▶ [Source text]:

One of my favorite things to see is a small plant that I pass on my way to work.  I have no idea what it is, but it grows right out of the cement where a traffic sign is planted.  It starts small and gradually grows taller than the sign.  It is so striking, the bright green against the gray of the sidewalk and metal sign post.  It’s a tired symbol, the life sprouting from the dead concrete, but it’s no less moving.  Despite the strength and sheer volume of the pavement, this small plant emerges.  Life finds a way to go on, no matter how hard its circumstances are.

I also walked through the mall today.  There is a wall that usually is covered in beautiful vines.  The powers that be cut down the plants to small stumps, leaving a long stretch of empty wall.  The plants grow beautiful pink flowers and delicate leaves.  I love walking past the bushes, despite my usual hurry, and missed them when they were cut down.  However today, as I walked past, I happened to look down at the little stumps.  The wall still stands empty, but down by the ground, less than a foot tall, stand new green vines and a handful of flowers.

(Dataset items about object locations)
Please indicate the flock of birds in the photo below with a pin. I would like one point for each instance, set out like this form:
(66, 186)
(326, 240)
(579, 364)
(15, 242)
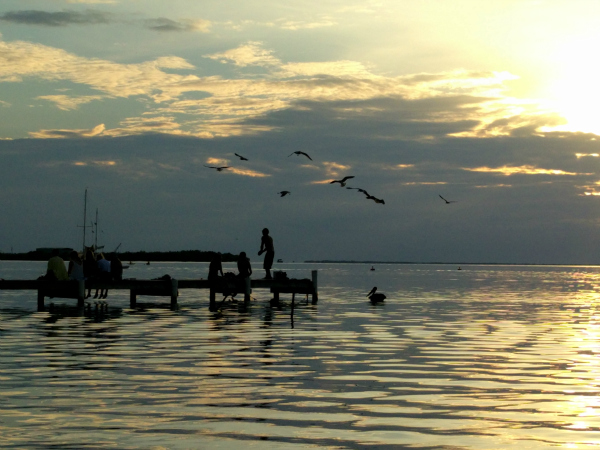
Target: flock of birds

--

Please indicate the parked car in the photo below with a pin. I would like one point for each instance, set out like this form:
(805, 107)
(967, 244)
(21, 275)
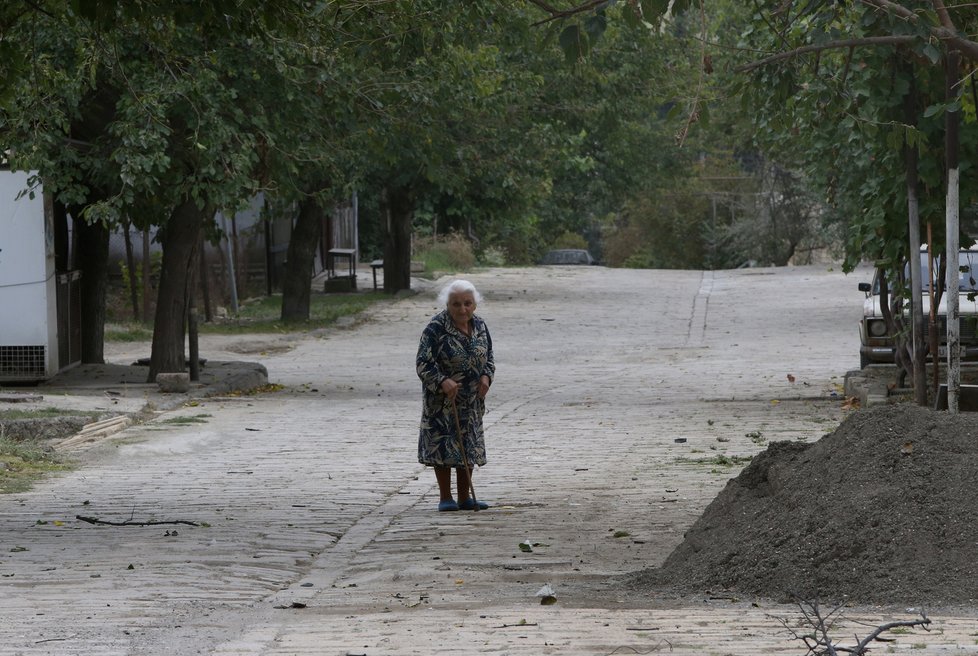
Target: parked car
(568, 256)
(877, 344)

==

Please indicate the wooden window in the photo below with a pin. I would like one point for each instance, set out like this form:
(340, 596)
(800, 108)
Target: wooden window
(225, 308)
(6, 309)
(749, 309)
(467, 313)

▶ [Exercise brief]: According to the source text, where does the small plant seen on the way to work grow?

▶ [Solution below]: It grows out of the cement where a traffic sign is planted.